◆ GIVEN REQUEST 1:
Copy out verbatim the lines of the records that start at the line containing "Expected: one pin per instance of the stone pool" and continue through the end of the records, both ends included.

Wednesday, October 30, 2013

Mesquite, Nevada and St. George, Utah - Days 152-161 of the 178 Trek

OK, this segment of "The Blog That'll Never End" is mostly about senior softball, so some of you may want to take this time to play "Words With Friends" on your I-Phones while I prattle on.  I was actually going to skip this part entirely, but wife Diedre demanded that I cover every pitch of all 12 games over a 6-day period.  After a brutal, knockdown-drag-out verbal joust, we compromised.  I'll just give you the highlights.
     Thursday, October 3, was our travel day.  Numerically, it was Day 152 of our Marco-Polo-inspired journey.  But unlike Marco and his quest to find silks and spices from China, we set our travel sights on Mesquite, Nevada, and a warm-up softball tournament.  You blog-groupies may remember the Rox Over-60 softball team hadn't played together since winning the Senior Olympic gold medals back in Cleveland in July.  I know, it seems like eons ago.
     
When I hit the freeway in Utah, all I could think was, "WOW!"  This reaction was due to my surprise at seeing the speed limit sign which read "80 MPH."
     Really?!

◆ GIVEN REQUEST 2:
Continue the travel blog post about the softball trip to Mesquite and St. George, starting right after its final line.

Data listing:
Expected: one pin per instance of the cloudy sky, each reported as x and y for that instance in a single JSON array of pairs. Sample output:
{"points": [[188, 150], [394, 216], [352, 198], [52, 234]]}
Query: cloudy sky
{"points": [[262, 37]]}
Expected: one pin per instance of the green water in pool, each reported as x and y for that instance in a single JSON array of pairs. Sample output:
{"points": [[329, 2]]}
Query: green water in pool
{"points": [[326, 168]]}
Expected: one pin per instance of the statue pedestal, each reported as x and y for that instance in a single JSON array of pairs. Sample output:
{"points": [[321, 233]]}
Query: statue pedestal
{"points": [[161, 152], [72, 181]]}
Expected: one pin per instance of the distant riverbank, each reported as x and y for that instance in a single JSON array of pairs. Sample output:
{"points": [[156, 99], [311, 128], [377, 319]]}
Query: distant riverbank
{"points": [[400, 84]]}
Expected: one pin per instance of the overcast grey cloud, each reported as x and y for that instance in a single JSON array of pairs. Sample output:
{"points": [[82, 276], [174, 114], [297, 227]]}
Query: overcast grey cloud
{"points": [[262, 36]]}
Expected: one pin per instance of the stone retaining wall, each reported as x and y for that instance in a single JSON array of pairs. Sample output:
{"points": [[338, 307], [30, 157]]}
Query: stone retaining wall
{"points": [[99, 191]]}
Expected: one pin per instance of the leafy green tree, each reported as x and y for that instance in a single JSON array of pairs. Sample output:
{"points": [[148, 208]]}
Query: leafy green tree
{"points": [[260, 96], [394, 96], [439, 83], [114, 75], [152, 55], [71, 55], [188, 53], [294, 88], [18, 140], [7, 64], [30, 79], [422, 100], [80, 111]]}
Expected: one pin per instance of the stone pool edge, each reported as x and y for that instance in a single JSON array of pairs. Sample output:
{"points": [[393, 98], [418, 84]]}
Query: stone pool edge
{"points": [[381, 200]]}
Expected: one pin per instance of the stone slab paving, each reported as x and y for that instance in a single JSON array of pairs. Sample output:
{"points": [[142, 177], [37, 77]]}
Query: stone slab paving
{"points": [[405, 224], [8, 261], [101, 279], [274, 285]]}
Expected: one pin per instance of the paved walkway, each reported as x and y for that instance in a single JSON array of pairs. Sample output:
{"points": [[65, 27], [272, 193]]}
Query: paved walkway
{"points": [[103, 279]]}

◆ TASK RESPONSE 1:
Expected: one pin per instance of the stone pool edge, each reported as x and y for that instance in a single JSON array of pairs. Sample output:
{"points": [[393, 98], [418, 84]]}
Query: stone pool edge
{"points": [[381, 200]]}
Expected: one pin per instance of the stone slab paving, each reported as x and y for that instance in a single JSON array of pairs. Sample output:
{"points": [[142, 177], [37, 77]]}
Query: stone slab paving
{"points": [[405, 224], [8, 261], [101, 279], [274, 285]]}
Expected: one pin per instance of the paved walkway, each reported as x and y for that instance in a single JSON array of pairs. Sample output:
{"points": [[65, 27], [272, 193]]}
Query: paved walkway
{"points": [[103, 279]]}

◆ TASK RESPONSE 2:
     I swear I haven't seen vehicles turned loose like that since I first started driving back in the 60's.  I was excited, even though AB1 has a suggested driving speed of 62 MPH.  And while I may well have been physically going 62, deep down in the dark crevices of my mind, I was blowing by all those Fords and Subaru's at 87 MPH.
     The Mesquite tourney started on Saturday with two games.  There were 6 teams in our pool, so we would play each of them over these two days and the team with the best record would be declared the champion.
     Our Saturday started out inauspiciously.  I attributed that to a lack of playing together and lumbago.  We won one and lost one.  Disappointing, yes, but we were still in the running.
     On Sunday, as symbolic of the lack of intelligence regarding the way they do things in Mesquite, we had 3 consecutive games scheduled at 8:00., 9:15, and 10:30 am.
     Hey, does anybody remember we're old guys with aching joints and questionable eyesight?
     Just askin'.
     Well, we sucked it up and commandeered the field.  The first game was a 23-17 win over some team from I don't know where ... Zanzibar, maybe.  We followed that up with a 25-19 victory over a strong Florida team.  The final game was tight, but we held on and prevailed 18-15 over the boys from Washington.  That made us 4-1, but it wasn't until we approached tourney headquarters that we learned that we were indeed the champions based on having the best record.  It was the 3rd year in a row we had taken the Mesquite tourney.  And the tourney hierarchy, in their usual penurious manner, awarded us not trophies, not championship T-shirts, not prize money ... can you guess what we did receive?
     Caps.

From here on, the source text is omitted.